## Apply what you read:
1. In the article on reviving dormant video game series, why does the writer worry that the next Bioshock might rely too heavily on its old mechanics? Answer in one to three sentences.
2. Carry on the article about reviving dormant video game series from the point at which it stops.

## Page excerpt:
****************************************

Bioshock 1 and 2 flexed an ability to bring in and hold the player in a rich atmosphere. The horrors of a fallen utopia rear their ugly heads in a vast underwater city that shows its cracks in every hallway and room with mutated humans and terrifying Big Daddies around every corner.
Bioshock Infinite leaned into a more fantastical approach while maintaining a central focus on another failed scientific paradise, a city in the sky called Columbia. It was received extremely well by critics and fans alike, both claiming it would innovate the industry significantly in the years to come. Then the series went dark. That was 9 years ago.
It’s time Bioshock made its comeback and, with recent rumours of a fourth entry abound, it’s likely not too far away. We just don’t see games on a AAA scale that resemble titles like Amnesia and SOMA, and Bioshock 4 could be the action-packed, ‘dripping-with-dread’ style game that the industry needs.
The rumors of a new setting, character and narrative are promising. Supposedly set in a failed city in the Antarctic, the game promises an atmosphere drenched in the original game’s feel, but I fear the game might rely too heavily on its old mechanics. The shooting and hacking and blasting of the original games were never the strongest part of the experience. Bring in sharper, more refined combat in the style of DOOM (2016) or the more recent Arkane titles and combine it with smarter enemy AI design to place a harder focus on the combat encounters and challenges. If the next Bioshock can do that alongside an awesome story (which they rarely fail to deliver), then they might just be onto something game-changing (literally).
When Infamous was released in 2009, Sucker Punch pulled out all the stops to craft a dark-as-hell, superhero game – a stark contrast to their usual family-friendly romps with the witty and charming Sly Cooper. This new direction quickly grew into a hugely successful multi-generational franchise, with Sony pushing the third game in the series, Infamous: Second Son, to forefront as a PS4 launch title. However, several games and spin-offs later, Infamous’ hype died down, and Sucker Punch went on to try something new, releasing the incredibly successful Ghost of Tsushima in 2020.

****************************************

Dataset excerpts:

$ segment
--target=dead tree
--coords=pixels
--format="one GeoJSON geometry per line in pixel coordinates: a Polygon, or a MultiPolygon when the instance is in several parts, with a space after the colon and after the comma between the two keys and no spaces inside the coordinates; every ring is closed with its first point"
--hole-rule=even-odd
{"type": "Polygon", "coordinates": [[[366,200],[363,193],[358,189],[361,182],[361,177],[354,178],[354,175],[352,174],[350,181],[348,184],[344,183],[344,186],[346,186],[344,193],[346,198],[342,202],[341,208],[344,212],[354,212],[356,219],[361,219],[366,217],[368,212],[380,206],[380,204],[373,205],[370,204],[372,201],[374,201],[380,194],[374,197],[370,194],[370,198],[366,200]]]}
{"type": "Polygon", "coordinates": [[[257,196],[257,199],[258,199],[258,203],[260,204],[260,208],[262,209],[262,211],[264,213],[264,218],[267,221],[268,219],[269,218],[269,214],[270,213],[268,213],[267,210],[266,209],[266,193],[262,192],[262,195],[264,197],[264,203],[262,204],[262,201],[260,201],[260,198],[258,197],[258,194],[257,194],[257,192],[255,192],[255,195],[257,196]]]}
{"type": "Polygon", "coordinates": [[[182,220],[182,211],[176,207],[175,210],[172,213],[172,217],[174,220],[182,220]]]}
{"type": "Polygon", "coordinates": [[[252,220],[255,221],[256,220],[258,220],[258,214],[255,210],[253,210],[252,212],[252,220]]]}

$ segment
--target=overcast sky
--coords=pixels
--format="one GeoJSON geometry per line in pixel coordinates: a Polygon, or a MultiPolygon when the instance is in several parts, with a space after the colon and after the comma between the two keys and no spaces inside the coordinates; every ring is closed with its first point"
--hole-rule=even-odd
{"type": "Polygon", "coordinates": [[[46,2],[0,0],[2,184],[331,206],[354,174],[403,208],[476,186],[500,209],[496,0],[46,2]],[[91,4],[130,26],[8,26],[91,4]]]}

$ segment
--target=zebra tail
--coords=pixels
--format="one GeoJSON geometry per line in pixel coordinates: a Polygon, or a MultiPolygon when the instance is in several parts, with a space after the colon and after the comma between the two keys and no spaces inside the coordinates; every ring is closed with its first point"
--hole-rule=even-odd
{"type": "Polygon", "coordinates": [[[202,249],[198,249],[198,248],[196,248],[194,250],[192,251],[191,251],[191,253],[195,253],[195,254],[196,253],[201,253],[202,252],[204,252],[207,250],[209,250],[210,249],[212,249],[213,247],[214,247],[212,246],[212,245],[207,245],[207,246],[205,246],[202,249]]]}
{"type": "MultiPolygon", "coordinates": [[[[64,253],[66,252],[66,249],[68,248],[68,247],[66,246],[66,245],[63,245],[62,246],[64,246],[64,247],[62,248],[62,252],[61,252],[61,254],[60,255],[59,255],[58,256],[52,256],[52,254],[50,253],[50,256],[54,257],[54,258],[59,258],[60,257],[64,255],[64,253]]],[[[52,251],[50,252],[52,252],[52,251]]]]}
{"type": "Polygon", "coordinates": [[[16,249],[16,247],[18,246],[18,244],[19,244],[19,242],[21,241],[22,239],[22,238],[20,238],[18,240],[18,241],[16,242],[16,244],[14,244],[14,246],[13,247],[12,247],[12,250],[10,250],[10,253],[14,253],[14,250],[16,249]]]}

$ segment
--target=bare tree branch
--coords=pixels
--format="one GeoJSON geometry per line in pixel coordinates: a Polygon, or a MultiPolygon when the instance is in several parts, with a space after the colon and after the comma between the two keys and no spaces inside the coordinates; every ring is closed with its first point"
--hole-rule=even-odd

****************************************

## Activity answers:
1. The writer considers the shooting, hacking and blasting of the original games never to have been the strongest part of the experience. The writer therefore calls for sharper, more refined combat in the style of DOOM (2016) or the more recent Arkane titles, combined with smarter enemy AI design.

2.
Infamous needs to come back; it is irrelevant whether Sucker Punch develops it or another studio takes the reigns. One glance at modern media is all it takes to see just how popular dark and gritty superhero tales have become. Shows like Invincible and The Boys are sitting on top of the charts, and game studios are lining up down the street to make games like Wonder Woman, Gotham Knights, Wolverine and Suicide Squad: Kill the Justice League – the world is ready for the return of Deslin Rowe!
To make Infamous competitive in the current video game market, a new title would need to take advantage of its already original and highly engaging narrative – perhaps with just a new location to keep it fresh. Let’s play as superhumans around the world in interesting places, telling meaningful stories with new characters and exciting new abilities.
Sucker Punch has already laid out a clean model for a successful game in Ghost of Tsushima, with its balance of single-player and multiplayer perfectly translating over to a new Infamous title. An emotional, engaging story backed up by a fun, cooperative multiplayer mode is everything the series needs to become a must-have in anyone’s collection.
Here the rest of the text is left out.